> _SOURCE_
***

Tuesday, June 25, 2019

Call Center Predictive Dialers


An evolved form of automated dialer are called predictive dialers. In addition to automatically dialing a list of phone numbers for customers or prospective customers, as traditional dialers do, the predictive dialers execute two sets of activities, which increase enormously the productivity of the dialing process: 

1) Screens out no-answers, busy signals, standard information tones (SITs), and fax/answering machines, only sending calls that reach a live person to a sales agent. Here it is interesting to note that to be able to screen such things it is necessary to have a fine tuning between the public network signalling and the device. That means lengthy installation times and a very high level of sensitivity in any shift of trunks and operators. 

2) Using intelligent algorithms, these devices can detect when an agent is wrapping up a call; they’ll then begin dialing the next number and send the call to that agent as soon as a dialer reaches a live voice on the other end. These algorithms are also capable of detecting the number of available telephone lines, available operators, and average length of each call. Therefore, these devices predict the dialing rate in order to match it with the number of available agents. 

While the basic autodialer merely automatically dials telephone numbers for call-center agents who are idle or waiting for a call, the predictive dialer uses a variety of algorithms to predict both the availability of agents and called-party answers, adjusting the calling rate to the number of agents it predicts will be available when the calls it places are expected to be answered.

***

> _DATA EXCERPTS_

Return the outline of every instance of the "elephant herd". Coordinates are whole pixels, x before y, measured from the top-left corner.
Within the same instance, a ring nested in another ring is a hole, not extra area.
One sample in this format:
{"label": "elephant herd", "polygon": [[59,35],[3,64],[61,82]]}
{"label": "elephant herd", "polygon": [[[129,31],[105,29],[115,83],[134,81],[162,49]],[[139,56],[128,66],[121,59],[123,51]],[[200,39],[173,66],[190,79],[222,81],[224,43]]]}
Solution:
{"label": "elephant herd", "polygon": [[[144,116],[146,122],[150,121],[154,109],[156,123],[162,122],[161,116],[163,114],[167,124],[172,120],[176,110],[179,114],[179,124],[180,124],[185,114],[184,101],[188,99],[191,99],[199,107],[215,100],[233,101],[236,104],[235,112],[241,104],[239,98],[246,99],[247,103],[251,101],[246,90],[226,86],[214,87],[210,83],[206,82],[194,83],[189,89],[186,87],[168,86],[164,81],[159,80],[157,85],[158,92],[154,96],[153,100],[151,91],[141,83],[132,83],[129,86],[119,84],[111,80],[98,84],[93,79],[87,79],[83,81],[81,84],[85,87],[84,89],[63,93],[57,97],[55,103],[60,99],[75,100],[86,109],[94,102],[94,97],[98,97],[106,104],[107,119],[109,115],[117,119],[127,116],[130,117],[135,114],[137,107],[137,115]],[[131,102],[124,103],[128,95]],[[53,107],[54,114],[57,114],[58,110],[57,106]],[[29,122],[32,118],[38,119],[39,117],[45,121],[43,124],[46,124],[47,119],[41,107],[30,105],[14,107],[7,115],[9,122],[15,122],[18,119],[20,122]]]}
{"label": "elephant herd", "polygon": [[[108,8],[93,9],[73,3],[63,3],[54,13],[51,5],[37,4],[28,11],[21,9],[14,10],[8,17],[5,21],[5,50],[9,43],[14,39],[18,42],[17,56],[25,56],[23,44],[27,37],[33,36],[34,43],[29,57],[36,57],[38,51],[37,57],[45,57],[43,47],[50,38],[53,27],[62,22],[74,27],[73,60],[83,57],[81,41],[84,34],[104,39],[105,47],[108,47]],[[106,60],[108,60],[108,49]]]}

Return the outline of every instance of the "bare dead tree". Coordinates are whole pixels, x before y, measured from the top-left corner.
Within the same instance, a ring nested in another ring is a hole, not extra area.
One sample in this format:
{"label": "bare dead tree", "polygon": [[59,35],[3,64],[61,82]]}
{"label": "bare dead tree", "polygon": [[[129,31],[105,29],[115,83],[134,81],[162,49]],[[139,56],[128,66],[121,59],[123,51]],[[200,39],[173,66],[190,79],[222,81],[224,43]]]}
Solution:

***

> _GIVEN REQUEST 1_
Retype the predictive dialer text from "An evolved form" to "trunks and operators.".
> _GIVEN REQUEST 2_
Please pull out each line of the records that contains the string "pixels".
The predictive dialer text and the records are unrelated material.

> _WRITTEN REPLY 1_
An evolved form of automated dialer are called predictive dialers. In addition to automatically dialing a list of phone numbers for customers or prospective customers, as traditional dialers do, the predictive dialers execute two sets of activities, which increase enormously the productivity of the dialing process: 

1) Screens out no-answers, busy signals, standard information tones (SITs), and fax/answering machines, only sending calls that reach a live person to a sales agent. Here it is interesting to note that to be able to screen such things it is necessary to have a fine tuning between the public network signalling and the device. That means lengthy installation times and a very high level of sensitivity in any shift of trunks and operators.

> _WRITTEN REPLY 2_
Return the outline of every instance of the "elephant herd". Coordinates are whole pixels, x before y, measured from the top-left corner.
Return the outline of every instance of the "bare dead tree". Coordinates are whole pixels, x before y, measured from the top-left corner.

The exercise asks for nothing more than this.